> Page text
In the future farmers’ fiercest taskmaster may be consumer expectations

Each time we walk into the supermarket we are confronted with an array of choices that would have been unthinkable 20 years ago. Way back when, the few ethnic foods that were available were consigned to an obscure location. Today there is a whole aisle or more dedicated to foods from many spots on the globe, with many of the products coming directly from food processors in those countries.

Likewise, not that long ago, choices for organic and natural foods were relegated to a couple shelves in the back of the store. Today there is a whole section that includes frozen, canned, and dry choices for everything from whole grain emmer to frozen organic enchiladas. And it doesn’t end there. Organic fruits and vegetables are taking up a growing portion of the produce aisle and free-range, vegetarian, and organic eggs are found in the coolers along with the conventional eggs.

> Given task
In the text on supermarket choices, write out the section from "Likewise, not that" up to and including "the conventional eggs." again, substituting "racks" for "shelves". This material was drawn from a separate source.

Records from a collection:

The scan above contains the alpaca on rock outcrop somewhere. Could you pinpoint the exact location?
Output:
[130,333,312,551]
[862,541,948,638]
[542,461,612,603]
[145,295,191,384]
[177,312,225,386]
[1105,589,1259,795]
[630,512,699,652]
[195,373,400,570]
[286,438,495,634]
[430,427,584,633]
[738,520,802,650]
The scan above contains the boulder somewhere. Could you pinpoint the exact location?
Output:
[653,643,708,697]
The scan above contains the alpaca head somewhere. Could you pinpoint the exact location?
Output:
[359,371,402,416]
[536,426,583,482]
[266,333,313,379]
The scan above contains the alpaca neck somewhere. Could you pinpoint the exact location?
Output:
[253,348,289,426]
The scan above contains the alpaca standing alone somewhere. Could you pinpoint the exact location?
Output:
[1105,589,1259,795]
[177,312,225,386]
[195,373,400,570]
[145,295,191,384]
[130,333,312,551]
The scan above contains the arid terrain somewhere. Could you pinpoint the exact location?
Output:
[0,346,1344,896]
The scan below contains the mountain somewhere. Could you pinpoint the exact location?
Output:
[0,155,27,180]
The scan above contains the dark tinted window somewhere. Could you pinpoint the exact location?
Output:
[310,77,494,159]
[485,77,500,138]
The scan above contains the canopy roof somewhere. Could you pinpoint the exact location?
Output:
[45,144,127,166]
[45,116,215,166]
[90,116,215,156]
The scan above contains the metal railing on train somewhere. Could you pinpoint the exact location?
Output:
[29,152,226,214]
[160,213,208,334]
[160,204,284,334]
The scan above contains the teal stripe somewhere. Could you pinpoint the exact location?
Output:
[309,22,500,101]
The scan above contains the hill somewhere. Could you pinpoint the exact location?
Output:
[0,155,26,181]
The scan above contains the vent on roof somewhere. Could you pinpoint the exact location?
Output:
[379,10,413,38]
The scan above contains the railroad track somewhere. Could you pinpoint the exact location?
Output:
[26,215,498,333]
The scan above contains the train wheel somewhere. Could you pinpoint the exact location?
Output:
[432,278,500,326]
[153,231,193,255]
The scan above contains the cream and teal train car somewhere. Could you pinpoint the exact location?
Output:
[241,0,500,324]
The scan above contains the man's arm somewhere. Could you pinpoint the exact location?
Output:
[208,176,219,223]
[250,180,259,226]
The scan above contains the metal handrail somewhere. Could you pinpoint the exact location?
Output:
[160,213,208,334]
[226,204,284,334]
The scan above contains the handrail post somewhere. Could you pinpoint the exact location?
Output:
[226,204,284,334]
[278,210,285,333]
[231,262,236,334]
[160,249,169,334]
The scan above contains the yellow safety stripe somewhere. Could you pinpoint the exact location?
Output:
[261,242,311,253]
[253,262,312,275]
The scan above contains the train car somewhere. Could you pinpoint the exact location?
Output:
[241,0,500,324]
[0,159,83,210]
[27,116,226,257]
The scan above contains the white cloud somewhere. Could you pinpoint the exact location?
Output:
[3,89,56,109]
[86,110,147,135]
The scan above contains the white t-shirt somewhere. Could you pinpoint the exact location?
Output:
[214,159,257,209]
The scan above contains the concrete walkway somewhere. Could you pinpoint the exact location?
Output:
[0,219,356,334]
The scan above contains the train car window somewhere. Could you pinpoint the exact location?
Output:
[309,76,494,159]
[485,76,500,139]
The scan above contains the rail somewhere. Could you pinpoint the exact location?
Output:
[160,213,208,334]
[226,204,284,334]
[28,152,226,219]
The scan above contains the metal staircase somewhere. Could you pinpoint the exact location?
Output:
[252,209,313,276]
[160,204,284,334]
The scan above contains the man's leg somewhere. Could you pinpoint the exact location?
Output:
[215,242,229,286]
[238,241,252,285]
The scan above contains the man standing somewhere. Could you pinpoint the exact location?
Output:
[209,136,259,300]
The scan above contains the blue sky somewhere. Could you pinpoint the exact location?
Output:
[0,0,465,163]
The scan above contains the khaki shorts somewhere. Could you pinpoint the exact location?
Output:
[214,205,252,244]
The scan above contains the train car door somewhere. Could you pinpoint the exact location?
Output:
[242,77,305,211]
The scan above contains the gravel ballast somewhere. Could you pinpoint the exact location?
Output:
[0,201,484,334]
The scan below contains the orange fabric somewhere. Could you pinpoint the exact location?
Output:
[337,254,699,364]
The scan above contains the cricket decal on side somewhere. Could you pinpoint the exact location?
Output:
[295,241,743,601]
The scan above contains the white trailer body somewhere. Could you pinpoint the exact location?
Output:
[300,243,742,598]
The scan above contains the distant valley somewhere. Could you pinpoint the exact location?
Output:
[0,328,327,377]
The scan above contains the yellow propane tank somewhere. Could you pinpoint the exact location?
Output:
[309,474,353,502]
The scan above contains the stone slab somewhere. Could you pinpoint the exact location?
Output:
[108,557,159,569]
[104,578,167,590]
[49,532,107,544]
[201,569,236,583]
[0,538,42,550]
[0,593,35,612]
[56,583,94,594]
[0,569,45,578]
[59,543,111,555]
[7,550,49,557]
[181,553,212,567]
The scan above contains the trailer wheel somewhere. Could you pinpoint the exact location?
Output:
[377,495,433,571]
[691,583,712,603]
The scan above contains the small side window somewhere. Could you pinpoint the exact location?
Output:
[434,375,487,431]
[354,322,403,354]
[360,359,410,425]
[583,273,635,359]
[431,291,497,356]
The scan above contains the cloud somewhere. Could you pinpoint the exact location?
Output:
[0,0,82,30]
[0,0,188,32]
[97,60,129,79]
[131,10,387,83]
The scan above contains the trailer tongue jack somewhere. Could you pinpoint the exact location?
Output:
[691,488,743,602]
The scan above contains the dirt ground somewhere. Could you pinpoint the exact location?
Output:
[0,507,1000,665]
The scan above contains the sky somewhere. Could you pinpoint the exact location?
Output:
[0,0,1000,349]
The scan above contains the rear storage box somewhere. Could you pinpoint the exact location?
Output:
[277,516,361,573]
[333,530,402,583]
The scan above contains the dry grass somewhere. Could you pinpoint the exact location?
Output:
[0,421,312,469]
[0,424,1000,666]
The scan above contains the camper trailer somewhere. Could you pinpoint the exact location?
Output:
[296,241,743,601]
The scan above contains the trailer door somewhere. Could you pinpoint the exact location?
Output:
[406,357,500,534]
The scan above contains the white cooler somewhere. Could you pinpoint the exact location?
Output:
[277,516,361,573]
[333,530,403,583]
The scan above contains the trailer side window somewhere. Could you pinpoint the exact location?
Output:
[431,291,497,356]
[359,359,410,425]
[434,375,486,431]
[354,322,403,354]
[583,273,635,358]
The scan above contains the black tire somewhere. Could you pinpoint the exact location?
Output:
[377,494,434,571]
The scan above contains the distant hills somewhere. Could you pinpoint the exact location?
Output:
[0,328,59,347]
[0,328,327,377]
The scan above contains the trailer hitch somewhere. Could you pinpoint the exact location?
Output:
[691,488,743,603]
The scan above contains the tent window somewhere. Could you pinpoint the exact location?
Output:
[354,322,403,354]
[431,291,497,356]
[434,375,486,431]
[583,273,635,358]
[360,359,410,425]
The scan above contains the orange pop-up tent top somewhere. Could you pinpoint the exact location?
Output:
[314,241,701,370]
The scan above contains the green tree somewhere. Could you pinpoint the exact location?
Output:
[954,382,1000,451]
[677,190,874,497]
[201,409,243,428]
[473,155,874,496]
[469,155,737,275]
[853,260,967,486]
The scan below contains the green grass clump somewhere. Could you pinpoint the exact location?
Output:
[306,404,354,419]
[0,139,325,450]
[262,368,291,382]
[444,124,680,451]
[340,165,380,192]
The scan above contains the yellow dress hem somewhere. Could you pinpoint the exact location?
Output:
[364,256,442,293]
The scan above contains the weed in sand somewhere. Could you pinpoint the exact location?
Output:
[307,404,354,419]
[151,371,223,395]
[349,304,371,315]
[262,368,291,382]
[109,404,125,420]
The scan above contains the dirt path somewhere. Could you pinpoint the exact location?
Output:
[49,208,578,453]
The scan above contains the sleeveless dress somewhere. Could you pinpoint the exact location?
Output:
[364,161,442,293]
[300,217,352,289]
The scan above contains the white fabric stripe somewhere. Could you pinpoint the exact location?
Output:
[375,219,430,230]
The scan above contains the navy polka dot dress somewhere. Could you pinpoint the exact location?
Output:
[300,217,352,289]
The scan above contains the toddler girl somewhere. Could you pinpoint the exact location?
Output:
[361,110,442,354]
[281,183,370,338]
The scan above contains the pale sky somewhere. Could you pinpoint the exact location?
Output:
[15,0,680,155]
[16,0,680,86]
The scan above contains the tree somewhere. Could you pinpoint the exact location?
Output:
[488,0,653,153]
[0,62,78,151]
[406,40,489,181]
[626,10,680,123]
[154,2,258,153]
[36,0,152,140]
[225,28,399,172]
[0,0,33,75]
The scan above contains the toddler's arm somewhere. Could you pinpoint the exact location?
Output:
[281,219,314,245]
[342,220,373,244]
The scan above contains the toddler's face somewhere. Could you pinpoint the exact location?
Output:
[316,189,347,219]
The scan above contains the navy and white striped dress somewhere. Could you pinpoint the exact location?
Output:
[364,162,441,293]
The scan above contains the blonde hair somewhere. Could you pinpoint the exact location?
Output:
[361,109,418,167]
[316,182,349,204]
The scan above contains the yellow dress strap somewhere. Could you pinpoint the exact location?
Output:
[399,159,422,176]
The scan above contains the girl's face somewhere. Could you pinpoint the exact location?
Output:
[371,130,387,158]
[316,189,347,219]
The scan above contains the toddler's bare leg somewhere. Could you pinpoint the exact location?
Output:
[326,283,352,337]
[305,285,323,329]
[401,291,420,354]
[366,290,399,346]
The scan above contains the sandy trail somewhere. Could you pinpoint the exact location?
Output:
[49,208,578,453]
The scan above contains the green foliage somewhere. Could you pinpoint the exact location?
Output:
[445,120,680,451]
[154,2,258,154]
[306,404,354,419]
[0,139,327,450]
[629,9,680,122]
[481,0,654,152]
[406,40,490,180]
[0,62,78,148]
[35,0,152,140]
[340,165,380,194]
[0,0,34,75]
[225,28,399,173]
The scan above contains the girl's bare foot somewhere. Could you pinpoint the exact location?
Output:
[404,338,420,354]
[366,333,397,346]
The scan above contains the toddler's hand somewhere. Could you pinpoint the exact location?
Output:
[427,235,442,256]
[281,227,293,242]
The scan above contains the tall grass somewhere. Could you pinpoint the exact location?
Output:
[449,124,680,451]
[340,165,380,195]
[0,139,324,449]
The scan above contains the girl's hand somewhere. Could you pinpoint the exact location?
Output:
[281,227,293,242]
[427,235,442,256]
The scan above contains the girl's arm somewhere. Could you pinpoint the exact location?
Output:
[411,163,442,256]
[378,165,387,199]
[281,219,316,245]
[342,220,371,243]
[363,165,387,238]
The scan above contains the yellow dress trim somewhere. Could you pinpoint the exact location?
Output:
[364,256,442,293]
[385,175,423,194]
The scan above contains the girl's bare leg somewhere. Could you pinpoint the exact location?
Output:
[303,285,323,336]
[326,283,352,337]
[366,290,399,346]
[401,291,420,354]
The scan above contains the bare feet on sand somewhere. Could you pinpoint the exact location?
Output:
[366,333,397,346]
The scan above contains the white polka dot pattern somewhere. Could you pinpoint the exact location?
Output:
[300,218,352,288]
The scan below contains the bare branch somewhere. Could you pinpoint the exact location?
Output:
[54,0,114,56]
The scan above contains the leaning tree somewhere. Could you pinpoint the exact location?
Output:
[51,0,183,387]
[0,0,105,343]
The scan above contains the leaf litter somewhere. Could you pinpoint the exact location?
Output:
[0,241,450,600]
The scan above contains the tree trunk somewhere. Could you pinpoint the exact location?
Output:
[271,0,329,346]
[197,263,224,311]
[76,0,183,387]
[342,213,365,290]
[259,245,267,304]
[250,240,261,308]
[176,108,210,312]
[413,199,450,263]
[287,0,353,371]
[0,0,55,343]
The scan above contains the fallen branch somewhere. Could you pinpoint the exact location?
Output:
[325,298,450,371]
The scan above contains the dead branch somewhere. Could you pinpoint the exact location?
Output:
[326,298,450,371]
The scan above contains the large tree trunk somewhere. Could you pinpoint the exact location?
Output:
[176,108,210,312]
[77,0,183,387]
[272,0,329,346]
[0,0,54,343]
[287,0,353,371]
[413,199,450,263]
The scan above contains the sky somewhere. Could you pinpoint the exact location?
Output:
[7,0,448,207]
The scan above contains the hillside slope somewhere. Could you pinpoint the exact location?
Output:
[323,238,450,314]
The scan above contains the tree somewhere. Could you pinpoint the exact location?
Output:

> Reply to the exercise
Likewise, not that long ago, choices for organic and natural foods were relegated to a couple racks in the back of the store. Today there is a whole section that includes frozen, canned, and dry choices for everything from whole grain emmer to frozen organic enchiladas. And it doesn’t end there. Organic fruits and vegetables are taking up a growing portion of the produce aisle and free-range, vegetarian, and organic eggs are found in the coolers along with the conventional eggs.